* [DATA LISTING]
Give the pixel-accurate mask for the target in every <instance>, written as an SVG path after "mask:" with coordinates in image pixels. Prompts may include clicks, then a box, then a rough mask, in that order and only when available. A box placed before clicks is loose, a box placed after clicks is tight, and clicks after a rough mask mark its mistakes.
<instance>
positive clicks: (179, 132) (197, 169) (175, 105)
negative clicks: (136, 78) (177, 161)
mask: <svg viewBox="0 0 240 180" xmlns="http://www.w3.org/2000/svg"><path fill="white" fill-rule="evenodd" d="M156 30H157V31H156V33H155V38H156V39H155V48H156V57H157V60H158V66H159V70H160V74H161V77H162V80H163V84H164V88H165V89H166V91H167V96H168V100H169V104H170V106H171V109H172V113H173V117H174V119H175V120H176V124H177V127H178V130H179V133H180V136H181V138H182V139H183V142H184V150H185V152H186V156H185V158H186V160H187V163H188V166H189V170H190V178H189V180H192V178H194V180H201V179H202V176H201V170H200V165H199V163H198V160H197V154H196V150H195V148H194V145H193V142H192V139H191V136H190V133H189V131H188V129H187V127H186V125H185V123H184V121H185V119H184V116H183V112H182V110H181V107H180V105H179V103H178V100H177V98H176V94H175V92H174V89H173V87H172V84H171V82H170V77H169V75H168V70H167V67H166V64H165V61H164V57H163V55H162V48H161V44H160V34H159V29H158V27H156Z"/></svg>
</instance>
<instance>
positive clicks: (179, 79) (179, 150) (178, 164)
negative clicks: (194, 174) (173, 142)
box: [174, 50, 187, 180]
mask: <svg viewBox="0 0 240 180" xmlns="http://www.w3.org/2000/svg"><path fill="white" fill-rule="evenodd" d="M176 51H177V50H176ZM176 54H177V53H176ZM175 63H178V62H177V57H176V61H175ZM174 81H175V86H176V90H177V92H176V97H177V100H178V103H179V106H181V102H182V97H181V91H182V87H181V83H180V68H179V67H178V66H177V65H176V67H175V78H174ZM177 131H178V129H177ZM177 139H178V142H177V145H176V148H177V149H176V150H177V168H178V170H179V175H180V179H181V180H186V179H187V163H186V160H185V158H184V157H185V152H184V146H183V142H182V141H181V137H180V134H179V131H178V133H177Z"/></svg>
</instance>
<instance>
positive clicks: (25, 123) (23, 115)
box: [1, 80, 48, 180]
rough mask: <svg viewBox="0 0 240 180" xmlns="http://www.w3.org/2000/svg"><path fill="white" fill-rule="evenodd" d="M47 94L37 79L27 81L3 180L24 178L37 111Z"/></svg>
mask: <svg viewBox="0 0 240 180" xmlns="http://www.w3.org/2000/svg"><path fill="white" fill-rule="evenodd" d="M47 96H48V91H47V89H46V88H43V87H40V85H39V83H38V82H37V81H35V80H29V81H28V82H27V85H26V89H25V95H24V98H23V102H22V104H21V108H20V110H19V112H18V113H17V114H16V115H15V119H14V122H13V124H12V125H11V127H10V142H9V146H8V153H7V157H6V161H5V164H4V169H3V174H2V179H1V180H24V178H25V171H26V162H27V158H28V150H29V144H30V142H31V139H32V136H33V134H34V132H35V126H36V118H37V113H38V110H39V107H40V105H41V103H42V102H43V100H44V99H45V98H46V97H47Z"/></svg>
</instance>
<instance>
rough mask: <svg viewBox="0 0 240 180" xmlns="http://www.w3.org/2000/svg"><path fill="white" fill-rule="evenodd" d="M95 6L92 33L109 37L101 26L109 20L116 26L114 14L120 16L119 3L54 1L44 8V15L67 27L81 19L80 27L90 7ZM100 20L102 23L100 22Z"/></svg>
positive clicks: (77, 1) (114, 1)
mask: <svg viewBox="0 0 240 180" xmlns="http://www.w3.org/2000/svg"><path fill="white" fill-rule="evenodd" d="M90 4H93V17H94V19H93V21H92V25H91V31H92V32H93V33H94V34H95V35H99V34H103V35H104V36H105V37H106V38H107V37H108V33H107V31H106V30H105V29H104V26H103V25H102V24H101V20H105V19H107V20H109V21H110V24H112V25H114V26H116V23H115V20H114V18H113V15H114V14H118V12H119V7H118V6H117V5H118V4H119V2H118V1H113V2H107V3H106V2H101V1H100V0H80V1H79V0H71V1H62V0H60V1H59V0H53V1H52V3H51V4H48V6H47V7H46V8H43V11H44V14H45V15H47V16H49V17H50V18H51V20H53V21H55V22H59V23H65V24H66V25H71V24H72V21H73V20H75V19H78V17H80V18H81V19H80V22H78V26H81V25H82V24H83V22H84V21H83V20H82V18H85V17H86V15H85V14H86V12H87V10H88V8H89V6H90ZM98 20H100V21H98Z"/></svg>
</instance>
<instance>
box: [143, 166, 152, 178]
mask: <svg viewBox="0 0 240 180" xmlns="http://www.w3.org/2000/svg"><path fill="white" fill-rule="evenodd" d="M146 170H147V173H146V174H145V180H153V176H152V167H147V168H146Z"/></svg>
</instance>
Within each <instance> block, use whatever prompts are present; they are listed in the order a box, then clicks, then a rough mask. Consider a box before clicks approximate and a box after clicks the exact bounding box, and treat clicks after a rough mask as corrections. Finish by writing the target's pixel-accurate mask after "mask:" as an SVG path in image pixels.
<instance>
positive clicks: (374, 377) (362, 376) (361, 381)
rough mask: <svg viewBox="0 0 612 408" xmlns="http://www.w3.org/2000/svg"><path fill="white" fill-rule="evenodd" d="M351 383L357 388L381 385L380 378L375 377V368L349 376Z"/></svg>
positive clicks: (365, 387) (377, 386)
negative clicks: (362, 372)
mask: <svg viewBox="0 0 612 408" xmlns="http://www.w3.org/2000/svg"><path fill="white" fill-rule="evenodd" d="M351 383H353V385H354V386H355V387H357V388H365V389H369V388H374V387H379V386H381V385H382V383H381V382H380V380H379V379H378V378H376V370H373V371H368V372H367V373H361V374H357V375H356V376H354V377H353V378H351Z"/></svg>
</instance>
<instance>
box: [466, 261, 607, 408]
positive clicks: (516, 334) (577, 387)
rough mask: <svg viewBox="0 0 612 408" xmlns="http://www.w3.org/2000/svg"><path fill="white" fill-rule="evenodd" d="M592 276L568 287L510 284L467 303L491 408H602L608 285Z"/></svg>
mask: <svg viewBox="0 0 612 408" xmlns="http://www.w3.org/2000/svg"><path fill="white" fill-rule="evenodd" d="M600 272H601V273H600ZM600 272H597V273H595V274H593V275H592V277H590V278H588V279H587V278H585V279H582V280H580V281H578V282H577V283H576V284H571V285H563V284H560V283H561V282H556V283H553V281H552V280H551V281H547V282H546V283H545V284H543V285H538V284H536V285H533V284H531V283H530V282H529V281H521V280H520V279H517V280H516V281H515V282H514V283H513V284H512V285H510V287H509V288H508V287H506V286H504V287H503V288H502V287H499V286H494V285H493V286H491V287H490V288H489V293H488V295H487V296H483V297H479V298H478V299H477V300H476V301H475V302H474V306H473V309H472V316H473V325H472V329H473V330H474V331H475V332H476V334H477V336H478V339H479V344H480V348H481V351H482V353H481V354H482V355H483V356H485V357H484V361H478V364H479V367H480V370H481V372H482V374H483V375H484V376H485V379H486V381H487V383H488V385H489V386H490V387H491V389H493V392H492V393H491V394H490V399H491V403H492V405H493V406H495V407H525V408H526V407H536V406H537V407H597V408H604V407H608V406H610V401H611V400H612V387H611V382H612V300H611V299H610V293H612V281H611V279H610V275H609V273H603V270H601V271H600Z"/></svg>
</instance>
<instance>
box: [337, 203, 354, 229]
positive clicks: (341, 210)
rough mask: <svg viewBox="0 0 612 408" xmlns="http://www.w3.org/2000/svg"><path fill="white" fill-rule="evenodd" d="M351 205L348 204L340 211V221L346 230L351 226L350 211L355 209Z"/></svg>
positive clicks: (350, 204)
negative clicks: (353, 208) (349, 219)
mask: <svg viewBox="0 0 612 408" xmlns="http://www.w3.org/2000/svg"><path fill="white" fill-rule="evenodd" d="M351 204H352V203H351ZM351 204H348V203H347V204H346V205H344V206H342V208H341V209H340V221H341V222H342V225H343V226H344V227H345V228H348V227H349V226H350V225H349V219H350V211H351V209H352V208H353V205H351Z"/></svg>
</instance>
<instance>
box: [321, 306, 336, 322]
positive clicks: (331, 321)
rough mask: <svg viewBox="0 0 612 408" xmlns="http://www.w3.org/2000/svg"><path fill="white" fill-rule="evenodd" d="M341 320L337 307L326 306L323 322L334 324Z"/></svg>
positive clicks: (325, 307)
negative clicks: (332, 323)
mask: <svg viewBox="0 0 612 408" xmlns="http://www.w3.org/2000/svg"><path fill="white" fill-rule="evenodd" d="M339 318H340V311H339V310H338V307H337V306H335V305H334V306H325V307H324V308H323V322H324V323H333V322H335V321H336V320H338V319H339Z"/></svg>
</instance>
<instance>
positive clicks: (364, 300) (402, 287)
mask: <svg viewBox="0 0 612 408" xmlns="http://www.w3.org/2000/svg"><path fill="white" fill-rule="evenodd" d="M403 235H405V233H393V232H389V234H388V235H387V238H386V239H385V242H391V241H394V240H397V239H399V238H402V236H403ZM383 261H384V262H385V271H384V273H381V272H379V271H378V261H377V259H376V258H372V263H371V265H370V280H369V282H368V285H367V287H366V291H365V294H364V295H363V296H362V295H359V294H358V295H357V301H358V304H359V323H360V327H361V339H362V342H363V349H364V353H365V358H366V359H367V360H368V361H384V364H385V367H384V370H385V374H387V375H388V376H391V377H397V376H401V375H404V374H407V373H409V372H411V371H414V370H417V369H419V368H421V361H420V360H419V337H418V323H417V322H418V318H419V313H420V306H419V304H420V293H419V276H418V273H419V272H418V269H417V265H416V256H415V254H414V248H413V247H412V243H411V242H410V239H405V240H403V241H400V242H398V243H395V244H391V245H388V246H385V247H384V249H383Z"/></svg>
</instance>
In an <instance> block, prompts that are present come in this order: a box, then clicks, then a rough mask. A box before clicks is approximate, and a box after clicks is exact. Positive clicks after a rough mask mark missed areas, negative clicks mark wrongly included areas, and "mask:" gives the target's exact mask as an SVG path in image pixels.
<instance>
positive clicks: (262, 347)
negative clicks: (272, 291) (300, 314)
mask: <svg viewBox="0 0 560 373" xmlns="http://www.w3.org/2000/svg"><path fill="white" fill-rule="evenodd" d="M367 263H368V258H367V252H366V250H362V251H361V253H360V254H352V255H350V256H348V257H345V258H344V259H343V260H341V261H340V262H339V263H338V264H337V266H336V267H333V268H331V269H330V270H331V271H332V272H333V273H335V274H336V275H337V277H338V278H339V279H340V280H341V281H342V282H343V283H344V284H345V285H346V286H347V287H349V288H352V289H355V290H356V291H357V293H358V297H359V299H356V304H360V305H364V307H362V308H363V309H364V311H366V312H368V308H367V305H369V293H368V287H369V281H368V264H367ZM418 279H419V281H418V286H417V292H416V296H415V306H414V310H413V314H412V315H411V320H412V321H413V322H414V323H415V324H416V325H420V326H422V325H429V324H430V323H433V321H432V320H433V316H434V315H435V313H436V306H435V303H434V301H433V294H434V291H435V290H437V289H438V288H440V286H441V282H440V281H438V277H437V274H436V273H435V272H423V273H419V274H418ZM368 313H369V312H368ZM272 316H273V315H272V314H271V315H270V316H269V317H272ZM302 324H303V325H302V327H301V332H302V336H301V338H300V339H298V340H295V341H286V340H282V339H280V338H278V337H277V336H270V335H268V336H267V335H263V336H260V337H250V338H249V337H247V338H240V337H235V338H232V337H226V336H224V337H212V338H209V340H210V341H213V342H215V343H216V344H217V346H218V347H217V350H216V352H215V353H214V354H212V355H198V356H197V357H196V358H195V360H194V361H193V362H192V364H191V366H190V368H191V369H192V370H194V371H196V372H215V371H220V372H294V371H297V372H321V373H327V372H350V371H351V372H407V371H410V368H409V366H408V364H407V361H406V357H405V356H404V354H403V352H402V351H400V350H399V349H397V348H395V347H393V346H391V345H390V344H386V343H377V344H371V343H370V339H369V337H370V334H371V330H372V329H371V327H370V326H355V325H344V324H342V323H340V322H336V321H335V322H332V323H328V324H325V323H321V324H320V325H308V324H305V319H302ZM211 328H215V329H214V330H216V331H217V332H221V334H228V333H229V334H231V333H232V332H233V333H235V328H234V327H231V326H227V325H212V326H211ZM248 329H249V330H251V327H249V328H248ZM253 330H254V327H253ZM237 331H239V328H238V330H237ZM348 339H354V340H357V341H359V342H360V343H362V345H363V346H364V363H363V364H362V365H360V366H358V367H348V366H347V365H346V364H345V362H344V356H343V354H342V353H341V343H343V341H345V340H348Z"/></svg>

* [THE TASK]
Transcribe the records above exactly, beginning at the line that contains "positive clicks: (179, 132)" and ending with the line that contains "negative clicks: (194, 174) (173, 142)", both included, and nothing else.

* [OUTPUT OF THE TASK]
positive clicks: (179, 132) (197, 169) (175, 105)
negative clicks: (136, 78) (177, 161)
mask: <svg viewBox="0 0 240 180" xmlns="http://www.w3.org/2000/svg"><path fill="white" fill-rule="evenodd" d="M156 30H157V31H156V33H155V38H156V39H155V48H156V57H157V60H158V66H159V70H160V74H161V77H162V80H163V84H164V88H165V89H166V91H167V96H168V100H169V104H170V106H171V109H172V113H173V117H174V119H175V120H176V124H177V127H178V130H179V133H180V136H181V138H182V139H183V142H184V150H185V152H186V156H185V158H186V160H187V163H188V166H189V170H190V178H189V180H192V178H194V180H201V179H202V176H201V170H200V165H199V163H198V160H197V154H196V150H195V148H194V145H193V142H192V139H191V136H190V133H189V131H188V129H187V127H186V125H185V123H184V121H185V119H184V116H183V112H182V110H181V107H180V105H179V103H178V100H177V98H176V94H175V92H174V89H173V87H172V84H171V82H170V77H169V75H168V70H167V67H166V64H165V61H164V57H163V55H162V48H161V44H160V34H159V29H158V27H156Z"/></svg>
</instance>
<instance>
positive clicks: (179, 79) (179, 150) (178, 164)
negative clicks: (194, 174) (173, 142)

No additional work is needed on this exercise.